PROVIDED PASSAGE:

• • • • •

Keenan is an album artist. That’s not to say his singles are weak, but his work thrives in the big picture and seems to translate better as a whole than in isolation. A Beginner’s Guide To Bravery was a journey from start to finish and What Then? continues that trajectory, with a similar palette of folk-based instruments providing the stage and props for Keenan to deliver his one-man show.

The lyrical focus is more introspective and the album is darker in tone than his debut. Keenan says, “”What Then?” details my dealings with the human condition, an imagining and re-imagining of what was, what is and my place in it all.” Internal struggle and torment is a theme Keenan returns to frequently but there is some relief towards the end. What Then? begins with a sharp intake of breath and What Then Cried Jo Soap gets straight to the point with Keenan confessing, “As the alcohol took hold, the level of noise began to rise.” Bark builds to a chaotic finale with furious strumming and shrieking violins, typifying the first half of the album as being a little frantic.

• • • • •

[Dataset entries]
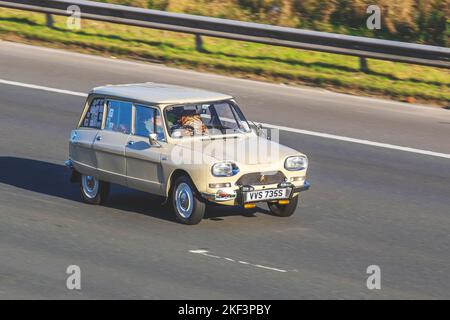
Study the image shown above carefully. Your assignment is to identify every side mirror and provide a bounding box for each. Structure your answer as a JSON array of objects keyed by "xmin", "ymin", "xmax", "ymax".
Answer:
[{"xmin": 148, "ymin": 133, "xmax": 161, "ymax": 147}]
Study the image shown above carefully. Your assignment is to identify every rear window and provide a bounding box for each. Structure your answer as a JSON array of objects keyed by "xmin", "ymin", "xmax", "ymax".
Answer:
[{"xmin": 81, "ymin": 98, "xmax": 105, "ymax": 129}]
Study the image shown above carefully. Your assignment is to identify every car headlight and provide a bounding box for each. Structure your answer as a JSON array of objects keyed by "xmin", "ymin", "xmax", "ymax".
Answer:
[
  {"xmin": 211, "ymin": 162, "xmax": 239, "ymax": 177},
  {"xmin": 284, "ymin": 156, "xmax": 308, "ymax": 171}
]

• • • • •

TASKS TO CARRY OUT:
1 > Decide whether each statement below agrees with the album review. Answer yes or no for each, and quote the words from the review that settle it.
(a) What Then? is lighter in tone than Keenan's debut.
(b) Bark builds to a finale featuring furious strumming and shrieking violins.
(c) What Then? opens with a sharp intake of breath.
2 > List every album or track title named in the album review.
3 > Extend the review of Keenan's album What Then? with the paragraph that comes next.

RESPONSES FOR EACH TASK:
1 >
(a) No: "the album is darker in tone than his debut."
(b) Yes: "Bark builds to a chaotic finale with furious strumming and shrieking violins"
(c) Yes: "What Then? begins with a sharp intake of breath"

2 > A Beginner's Guide To Bravery; What Then?; What Then Cried Jo Soap; Bark

3 >
Philomena is a tribute to his late grandmother in which Keenan regresses almost wishfully to a childhood simplicity and innocence through his lyrics: “Philomena tell me a story, sing me to sleep, I’ve been in the wars,” he sings, before the song crescendos on the repeated line, “We can feed the wee birds.” For all of the album’s lyrical poetry, this is one of Keenan’s most direct, powerful and relatable moments. The production around the song, building from distant drums and guitar to a furious intensity with dense percussion and strings, makes it one of the strongest on the album.

What Then? picks up more steam in its second half with the excellent contribution of Keenan’s namesake, the Scottish poet David Keenan, on The Grave of Johnny Filth. With Boarding House’s gently haunting piano melody, Keenan can practically be pictured sitting at a rickety upright piano in a haunting, dilapidated old building.

Keenan’s sense of drama and storytelling makes him one of Ireland’s most exciting songwriters. He has a unique ability over the course of an album to take the listener with him through an experience, without them even necessarily knowing they’re in there with him in the thick of it. If the beginning of What Then? represents torment, tension, struggle and chaos, it resolves a little in Me, Myself and Lunacy. It’s calm and almost uplifting; a positive engagement between a person and their own mental health perhaps.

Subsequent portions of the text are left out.